### ЗАДАНИЯ
1. Перепишите отрывок из текста о переводе стихотворения Алыкула Осмонова: начните со слов «Герменевтический аспект здесь», закончите словами «подтверждают такое предположение.». Замените в нем «болдинская осень» на «золотая пора».
2. Продолжите текст о переводе стихотворения Алыкула Осмонова, начав сразу после его последнего предложения.

### ТЕКСТ ДЛЯ ЧТЕНИЯ
Сравнительно-сопоставительным задачам толкования соотносительности перевода и подлинника могла бы соответствовать лаконичная схема М.Ю.Лотмана (подробнее у Л.Л. Бельской), предусматривающая три доминанты, связанные с литературоведческой традицией и философской триадой (герменевтика, описание, интерпретация): “о чем говорится”, “как устроено” и “механизмы моделирования действительности в тексте”. Дополнив эту “трехчленку” (где третий момент связан с сочетанием контекстного и подтекстового анализа) выявлением “центра тяжести” (center of gravity), по Ф.Уиллy, интерпретируемого произведения и текста-интерпретации, рассмотрением системы функциональных компенсаций и моментов интонационно-стилистической эквивалентности, можно надеяться получить приемлемую для нашей цели систему анализа.
Цель же эта — определение метода перевода, что позволяет, если ставить вопрос о квалификации неоднократного перевода, попытаться определить метод переводчика.
Герменевтический аспект здесь понимается локально — как принцип интерпретации содержания в историко-культурном контексте. Стихотворение “Груне Савельевне” написано зрелым поэтом за четыре года до его кончины (он знал о ней), написано в селе Чолпон-Ата, то есть почти на родине, на Иссык-Куле, где был создан большой цикл лирики. Прииссыккулье 1946 года — болдинская осень Алыкула Осмонова. В свете этого обращение к теме детства, вполне вероятно, означает оживление подавляемых (тем более, если речь идет о сиротском детстве) воспоминаний, как известно, мотивирующих дальнейший житейский код. В произведениях такого плана чаще всего проявляется пронзительная раскрепощенность ранимой и гордой личности. Материалы к биографии писателя в целом подтверждают такое предположение.
Предположительно важно учитывать — ибо это по-своему неисследованная область психологии перевода — и творческую совместимость поэта и его интерпретатора, тоже поэта. Возраст, мироощущение, общественные инстинкты, эстетическая доминанта — все это представляется немаловажньм и гипотетически должно дать результат при сопоставлении разных переводов. Наряду с культурным временем перевода можно ставить вопрос о психолого-эстетическом континууме оригинала и перевода.
Если же говорить о механизмах моделирования действительности в тексте, то с точки зрения контекста реальности, обрисованного выше, объясним и контекст творческий. Стихотворение “Груне Савельевне” никогда не отмечалось киргизской критикой в ряду достижений национальной поэзии — но никогда и не замалчивалось. Не отмечалось, потому что не обладало обязательным для нормативно-идеологической эстетики “шармом” (“Песня о Ленине” Токтогула), а не замалчивалось, поскольку героиня стихотворения — русская женщина, оставившая след в жизни киргизского мальчика-сироты (тоже идеологема). Один лишь З. Мамытбеков отметил, что среди многих произведений Алыкула именно это стихотворение поражает искренностью и силой негромкого чувства при мастерском и лаконичном использовании средств поэтического языка.

Записи набора данных для указания
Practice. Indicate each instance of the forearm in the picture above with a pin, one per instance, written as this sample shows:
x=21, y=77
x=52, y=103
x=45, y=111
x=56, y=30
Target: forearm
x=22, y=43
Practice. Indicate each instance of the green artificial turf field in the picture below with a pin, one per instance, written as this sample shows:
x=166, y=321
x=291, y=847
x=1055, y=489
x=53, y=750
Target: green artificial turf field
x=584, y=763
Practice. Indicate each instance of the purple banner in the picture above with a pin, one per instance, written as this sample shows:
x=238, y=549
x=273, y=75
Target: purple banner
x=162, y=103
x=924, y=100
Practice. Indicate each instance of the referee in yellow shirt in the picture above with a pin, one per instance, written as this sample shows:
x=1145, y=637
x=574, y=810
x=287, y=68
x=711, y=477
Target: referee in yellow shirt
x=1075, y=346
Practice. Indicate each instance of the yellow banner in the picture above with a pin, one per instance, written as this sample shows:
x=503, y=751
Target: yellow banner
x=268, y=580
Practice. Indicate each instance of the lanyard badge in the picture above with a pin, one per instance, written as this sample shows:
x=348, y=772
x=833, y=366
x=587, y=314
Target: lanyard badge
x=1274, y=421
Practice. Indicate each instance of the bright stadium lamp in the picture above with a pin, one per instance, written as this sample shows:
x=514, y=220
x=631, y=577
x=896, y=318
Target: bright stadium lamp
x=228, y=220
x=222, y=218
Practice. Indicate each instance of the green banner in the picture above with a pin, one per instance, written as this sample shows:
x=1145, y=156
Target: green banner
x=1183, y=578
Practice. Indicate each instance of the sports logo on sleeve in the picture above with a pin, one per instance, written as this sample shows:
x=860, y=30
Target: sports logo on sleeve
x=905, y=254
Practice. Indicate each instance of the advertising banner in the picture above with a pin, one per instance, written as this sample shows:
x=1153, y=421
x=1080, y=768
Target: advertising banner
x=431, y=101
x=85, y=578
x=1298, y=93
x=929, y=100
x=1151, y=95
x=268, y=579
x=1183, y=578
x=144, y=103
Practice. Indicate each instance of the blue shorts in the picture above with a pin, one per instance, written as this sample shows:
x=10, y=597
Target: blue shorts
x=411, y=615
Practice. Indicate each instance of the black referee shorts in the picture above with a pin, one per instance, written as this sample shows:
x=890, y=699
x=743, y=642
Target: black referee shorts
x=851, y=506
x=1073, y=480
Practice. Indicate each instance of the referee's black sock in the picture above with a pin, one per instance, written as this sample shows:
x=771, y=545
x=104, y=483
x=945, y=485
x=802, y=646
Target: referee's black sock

### ОТВЕТЫ ПО ЗАДАНИЯМ
1.
Герменевтический аспект здесь понимается локально — как принцип интерпретации содержания в историко-культурном контексте. Стихотворение “Груне Савельевне” написано зрелым поэтом за четыре года до его кончины (он знал о ней), написано в селе Чолпон-Ата, то есть почти на родине, на Иссык-Куле, где был создан большой цикл лирики. Прииссыккулье 1946 года — золотая пора Алыкула Осмонова. В свете этого обращение к теме детства, вполне вероятно, означает оживление подавляемых (тем более, если речь идет о сиротском детстве) воспоминаний, как известно, мотивирующих дальнейший житейский код. В произведениях такого плана чаще всего проявляется пронзительная раскрепощенность ранимой и гордой личности. Материалы к биографии писателя в целом подтверждают такое предположение.

2.
Культурный код стихотворения, если говорить о подтексте, нельзя назвать простым; здесь немало оппозиций. Мотив сиротства в киргизской семье (более, нежели русская, широкой и сложной по родственной структуре, включающей все, вплоть до категории рода) и должен был бы звучать более пронзительно в обстановке интерната. Киргизский ребенок-сирота в родственной семье себя таковым не чувствует; в казенном же доме он ищет родного человека. Поэтому из национально-культурного подтекста стихотворение властно переводит нас в общечеловеческий контекст. Аллюзии этого контекста (“поэт — няня”) поражают потрясающим совпадением коллизии и отсутствием даже намека на какую-то реминисцентную связь (Пушкин — Арина Родионовна), хотя здесь a priori это и допустимый, и более того — ожидаемый фактор, особенно если учитывать насаждавшуюся в поэтическом сознании представителей национальных литератур в 30-е годы культовую роль Пушкина, чаще всего не имевшую ничего общего с действительным содержанием пушкинской поэзии.
Центр тяжести объединяет подтекст и контекст: сиротство.
Его осуществление — градация: сиротское детство; интернат как символ одиночества; няня как компенсация жажды родства. Этот мотив нужно бы рассматривать в этносоциальном контексте: тоска по родству и родичам у сироты-подростка — киргиза, воспитывающегося среди чужих, в интернате, — состояние, инфернальное и по масштабам разрушительного действия на личность, и по безусловности этого гибельного начала. Киргиз в этносоциальной структуре безоговорочно общинного сознания не может быть один: человек без рода — ничто. Отсюда внутренний ужас маленького героя стихотворения, теряющего вновь обретенное родство — няню. Отсюда вновь — расставание с местом и человеком, вместо абстрактного и не воплотившегося настоящего родства — ощущение няни как единственного родного человека; отъезд как вторая и окончательная утрата родства, пара лошадей как символ бесприютного нескончаемого странствия; и, наконец, потрясающей силы констатация: “родительских слез я не видел” — метонимия одиночества, возникающий и вновь ослабевающий, но никогда не исчезающий мотив: сиротство — родство — сиротство.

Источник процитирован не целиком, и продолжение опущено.